= Entries provided =
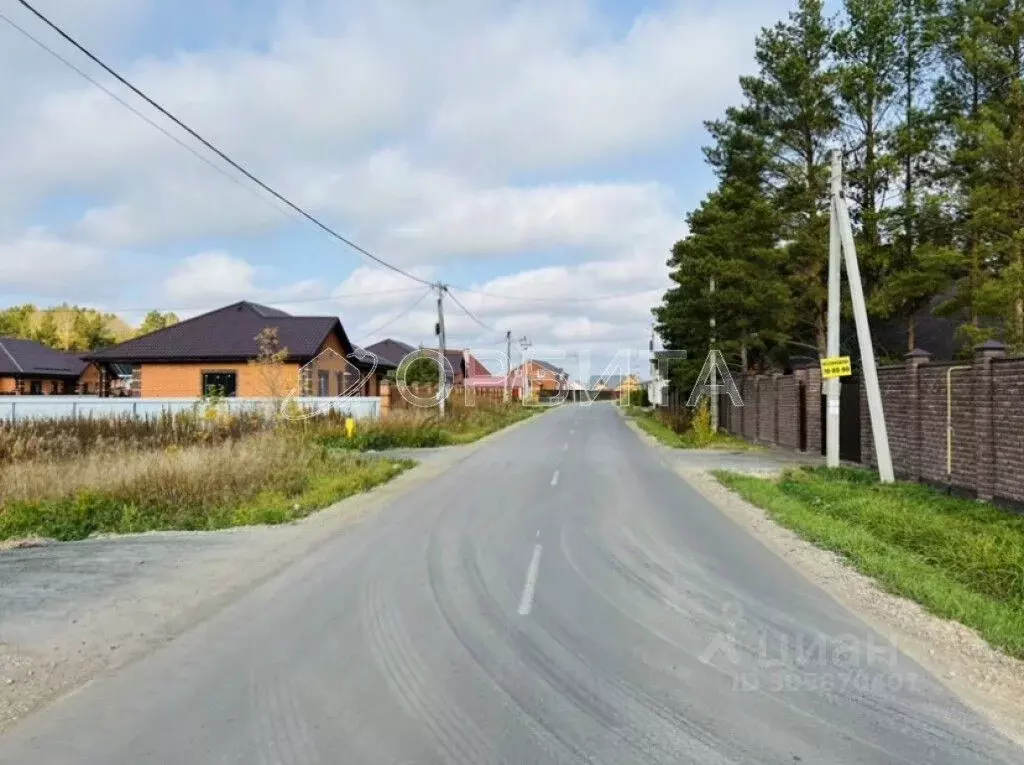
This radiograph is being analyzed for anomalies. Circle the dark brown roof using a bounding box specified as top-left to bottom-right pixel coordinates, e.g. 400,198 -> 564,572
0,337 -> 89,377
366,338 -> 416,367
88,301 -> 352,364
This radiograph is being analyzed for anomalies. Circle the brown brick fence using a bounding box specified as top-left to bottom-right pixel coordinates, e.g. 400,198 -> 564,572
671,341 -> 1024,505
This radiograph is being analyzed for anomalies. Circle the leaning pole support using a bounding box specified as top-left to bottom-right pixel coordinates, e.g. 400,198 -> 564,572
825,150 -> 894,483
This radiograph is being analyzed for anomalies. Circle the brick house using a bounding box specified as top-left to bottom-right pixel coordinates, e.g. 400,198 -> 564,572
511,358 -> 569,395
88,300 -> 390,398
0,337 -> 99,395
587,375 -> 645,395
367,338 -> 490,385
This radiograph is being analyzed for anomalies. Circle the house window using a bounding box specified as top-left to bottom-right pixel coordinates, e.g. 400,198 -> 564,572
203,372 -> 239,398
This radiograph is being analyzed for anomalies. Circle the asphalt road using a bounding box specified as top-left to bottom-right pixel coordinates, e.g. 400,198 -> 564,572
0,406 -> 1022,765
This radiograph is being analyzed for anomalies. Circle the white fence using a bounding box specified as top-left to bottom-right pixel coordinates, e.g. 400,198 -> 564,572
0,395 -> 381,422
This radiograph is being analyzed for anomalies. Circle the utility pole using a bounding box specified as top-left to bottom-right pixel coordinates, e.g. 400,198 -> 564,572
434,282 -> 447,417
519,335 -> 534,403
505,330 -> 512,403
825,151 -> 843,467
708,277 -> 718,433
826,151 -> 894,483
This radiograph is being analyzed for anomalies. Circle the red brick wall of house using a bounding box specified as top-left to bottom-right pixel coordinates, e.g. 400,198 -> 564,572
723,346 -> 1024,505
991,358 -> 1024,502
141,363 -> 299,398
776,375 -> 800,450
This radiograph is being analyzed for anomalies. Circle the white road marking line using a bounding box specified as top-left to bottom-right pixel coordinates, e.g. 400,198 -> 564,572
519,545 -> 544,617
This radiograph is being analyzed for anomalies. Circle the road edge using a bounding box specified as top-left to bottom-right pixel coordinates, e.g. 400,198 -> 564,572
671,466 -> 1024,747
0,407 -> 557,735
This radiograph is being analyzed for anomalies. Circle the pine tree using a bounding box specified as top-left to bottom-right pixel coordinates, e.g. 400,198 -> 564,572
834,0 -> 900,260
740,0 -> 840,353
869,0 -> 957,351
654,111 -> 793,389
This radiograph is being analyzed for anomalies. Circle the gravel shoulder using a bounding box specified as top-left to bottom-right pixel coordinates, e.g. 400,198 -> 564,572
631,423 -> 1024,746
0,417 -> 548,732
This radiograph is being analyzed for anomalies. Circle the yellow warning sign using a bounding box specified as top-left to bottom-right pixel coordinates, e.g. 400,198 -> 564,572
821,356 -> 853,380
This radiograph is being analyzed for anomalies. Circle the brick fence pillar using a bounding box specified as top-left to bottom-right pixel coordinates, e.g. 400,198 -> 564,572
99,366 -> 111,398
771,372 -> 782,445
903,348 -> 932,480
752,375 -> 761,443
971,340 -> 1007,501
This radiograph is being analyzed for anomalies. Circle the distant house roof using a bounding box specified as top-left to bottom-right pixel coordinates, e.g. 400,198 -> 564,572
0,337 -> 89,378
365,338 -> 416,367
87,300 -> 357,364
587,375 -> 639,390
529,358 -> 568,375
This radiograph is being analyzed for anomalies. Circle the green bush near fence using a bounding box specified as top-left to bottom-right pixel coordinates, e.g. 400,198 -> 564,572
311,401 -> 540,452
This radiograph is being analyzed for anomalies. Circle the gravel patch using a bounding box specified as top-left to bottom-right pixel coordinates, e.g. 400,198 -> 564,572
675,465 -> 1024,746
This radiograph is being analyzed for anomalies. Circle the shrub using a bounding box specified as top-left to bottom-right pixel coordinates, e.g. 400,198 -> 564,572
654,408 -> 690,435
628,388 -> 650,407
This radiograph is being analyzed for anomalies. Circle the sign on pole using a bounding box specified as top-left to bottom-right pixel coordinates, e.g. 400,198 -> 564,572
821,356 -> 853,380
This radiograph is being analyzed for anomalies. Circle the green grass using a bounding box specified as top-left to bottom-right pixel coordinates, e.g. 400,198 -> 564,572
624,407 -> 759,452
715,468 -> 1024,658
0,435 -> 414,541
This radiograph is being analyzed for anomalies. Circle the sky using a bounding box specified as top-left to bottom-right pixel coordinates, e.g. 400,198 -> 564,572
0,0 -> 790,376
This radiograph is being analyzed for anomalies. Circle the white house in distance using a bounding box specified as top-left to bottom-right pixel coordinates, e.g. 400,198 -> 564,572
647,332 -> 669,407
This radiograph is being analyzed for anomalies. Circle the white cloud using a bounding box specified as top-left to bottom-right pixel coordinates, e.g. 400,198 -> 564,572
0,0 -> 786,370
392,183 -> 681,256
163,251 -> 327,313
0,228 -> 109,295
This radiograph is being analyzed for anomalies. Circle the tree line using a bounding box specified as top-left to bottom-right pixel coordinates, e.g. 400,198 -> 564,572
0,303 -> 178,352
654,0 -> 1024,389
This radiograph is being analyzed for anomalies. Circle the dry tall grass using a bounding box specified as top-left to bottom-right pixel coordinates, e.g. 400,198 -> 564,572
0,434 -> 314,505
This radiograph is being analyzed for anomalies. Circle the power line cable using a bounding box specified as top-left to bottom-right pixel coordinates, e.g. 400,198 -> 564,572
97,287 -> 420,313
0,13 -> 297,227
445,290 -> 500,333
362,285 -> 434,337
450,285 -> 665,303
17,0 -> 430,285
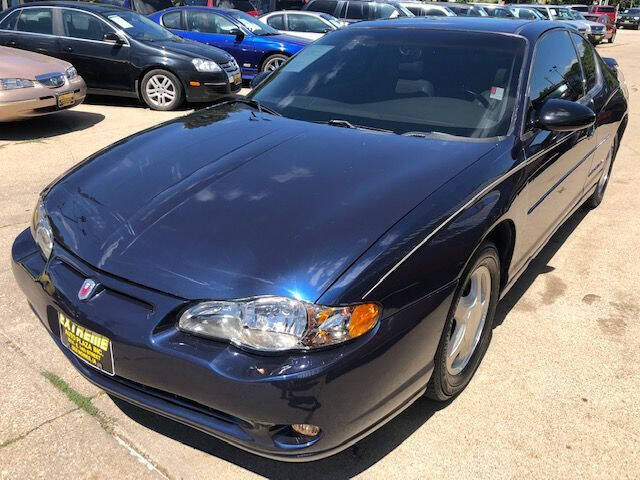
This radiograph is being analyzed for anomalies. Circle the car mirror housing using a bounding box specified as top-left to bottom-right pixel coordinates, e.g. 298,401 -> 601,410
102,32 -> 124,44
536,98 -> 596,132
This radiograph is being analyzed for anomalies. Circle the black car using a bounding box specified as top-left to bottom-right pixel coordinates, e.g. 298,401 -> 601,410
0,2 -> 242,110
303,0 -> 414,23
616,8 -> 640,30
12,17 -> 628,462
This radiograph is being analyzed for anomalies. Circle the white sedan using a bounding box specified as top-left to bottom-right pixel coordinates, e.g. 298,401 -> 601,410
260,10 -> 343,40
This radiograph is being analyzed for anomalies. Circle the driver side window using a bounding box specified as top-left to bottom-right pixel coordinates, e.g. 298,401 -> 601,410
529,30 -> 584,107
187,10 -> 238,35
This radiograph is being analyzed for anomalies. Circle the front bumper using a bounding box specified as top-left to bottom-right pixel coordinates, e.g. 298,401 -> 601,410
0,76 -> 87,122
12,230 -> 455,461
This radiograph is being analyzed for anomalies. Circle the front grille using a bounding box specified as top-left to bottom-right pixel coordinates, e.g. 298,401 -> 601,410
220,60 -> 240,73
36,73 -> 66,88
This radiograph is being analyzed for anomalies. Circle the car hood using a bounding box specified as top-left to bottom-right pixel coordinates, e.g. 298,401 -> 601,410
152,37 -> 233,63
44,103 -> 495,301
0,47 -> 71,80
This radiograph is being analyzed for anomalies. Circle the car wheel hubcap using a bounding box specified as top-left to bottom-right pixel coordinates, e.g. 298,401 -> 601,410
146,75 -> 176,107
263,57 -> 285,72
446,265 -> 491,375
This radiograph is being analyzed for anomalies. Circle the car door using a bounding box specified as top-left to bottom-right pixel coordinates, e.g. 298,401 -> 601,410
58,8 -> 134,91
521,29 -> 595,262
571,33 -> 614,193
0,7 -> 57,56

* * *

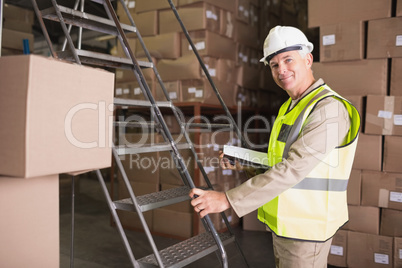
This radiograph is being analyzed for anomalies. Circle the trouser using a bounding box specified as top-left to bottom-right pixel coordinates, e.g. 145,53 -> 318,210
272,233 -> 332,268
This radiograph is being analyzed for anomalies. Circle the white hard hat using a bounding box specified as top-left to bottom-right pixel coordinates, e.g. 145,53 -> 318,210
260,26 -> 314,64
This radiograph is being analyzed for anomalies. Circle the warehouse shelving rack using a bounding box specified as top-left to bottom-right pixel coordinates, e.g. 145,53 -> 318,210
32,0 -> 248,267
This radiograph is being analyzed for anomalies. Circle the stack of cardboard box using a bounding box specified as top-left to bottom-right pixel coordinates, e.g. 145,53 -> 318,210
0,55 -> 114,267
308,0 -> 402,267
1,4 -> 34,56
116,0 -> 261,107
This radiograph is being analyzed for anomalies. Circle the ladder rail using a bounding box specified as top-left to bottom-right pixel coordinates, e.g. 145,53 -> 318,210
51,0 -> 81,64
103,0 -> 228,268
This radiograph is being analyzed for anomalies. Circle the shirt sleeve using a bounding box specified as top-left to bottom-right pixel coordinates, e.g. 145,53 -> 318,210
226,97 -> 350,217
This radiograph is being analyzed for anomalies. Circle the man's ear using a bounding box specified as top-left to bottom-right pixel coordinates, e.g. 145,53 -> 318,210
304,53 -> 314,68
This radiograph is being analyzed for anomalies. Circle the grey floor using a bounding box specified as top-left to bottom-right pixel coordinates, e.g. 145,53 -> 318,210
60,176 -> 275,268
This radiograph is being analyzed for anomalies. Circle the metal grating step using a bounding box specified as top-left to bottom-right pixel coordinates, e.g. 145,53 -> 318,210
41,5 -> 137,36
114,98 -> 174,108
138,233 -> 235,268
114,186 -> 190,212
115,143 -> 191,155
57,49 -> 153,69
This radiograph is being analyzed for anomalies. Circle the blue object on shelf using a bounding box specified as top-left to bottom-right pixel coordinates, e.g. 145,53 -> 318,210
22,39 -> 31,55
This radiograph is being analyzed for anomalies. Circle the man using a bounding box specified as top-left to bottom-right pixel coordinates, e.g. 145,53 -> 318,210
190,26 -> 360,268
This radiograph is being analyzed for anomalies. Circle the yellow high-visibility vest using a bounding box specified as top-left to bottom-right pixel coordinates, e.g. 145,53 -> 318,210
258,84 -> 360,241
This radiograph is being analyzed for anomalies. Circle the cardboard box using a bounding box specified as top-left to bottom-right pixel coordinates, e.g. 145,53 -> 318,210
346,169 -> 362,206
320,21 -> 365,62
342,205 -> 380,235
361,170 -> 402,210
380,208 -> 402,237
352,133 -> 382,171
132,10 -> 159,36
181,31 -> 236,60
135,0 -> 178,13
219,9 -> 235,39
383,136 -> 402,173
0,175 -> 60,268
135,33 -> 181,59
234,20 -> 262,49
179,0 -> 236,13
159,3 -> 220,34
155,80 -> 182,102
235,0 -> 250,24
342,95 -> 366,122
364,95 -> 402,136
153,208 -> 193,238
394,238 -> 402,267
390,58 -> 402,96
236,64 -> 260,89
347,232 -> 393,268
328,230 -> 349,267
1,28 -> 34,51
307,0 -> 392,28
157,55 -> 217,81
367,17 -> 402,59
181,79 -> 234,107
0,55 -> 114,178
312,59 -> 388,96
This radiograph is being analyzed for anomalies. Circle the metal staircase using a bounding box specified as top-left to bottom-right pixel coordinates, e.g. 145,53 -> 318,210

= Work instructions =
Rewrite the items between the line holding "Circle the trouser" and the line holding "272,233 -> 332,268", inclusive, as a CSV with the columns instruction and box. Each item gets one row, with its text and its answer each in a single quoted field and any line breaks replaced by spaces.

= Full response =
instruction,box
"This radiograph is being analyzed for anomalies. Circle the trouser using a bounding box specified as top-left to bottom-right pixel coordinates, e.g. 145,53 -> 318,210","272,233 -> 332,268"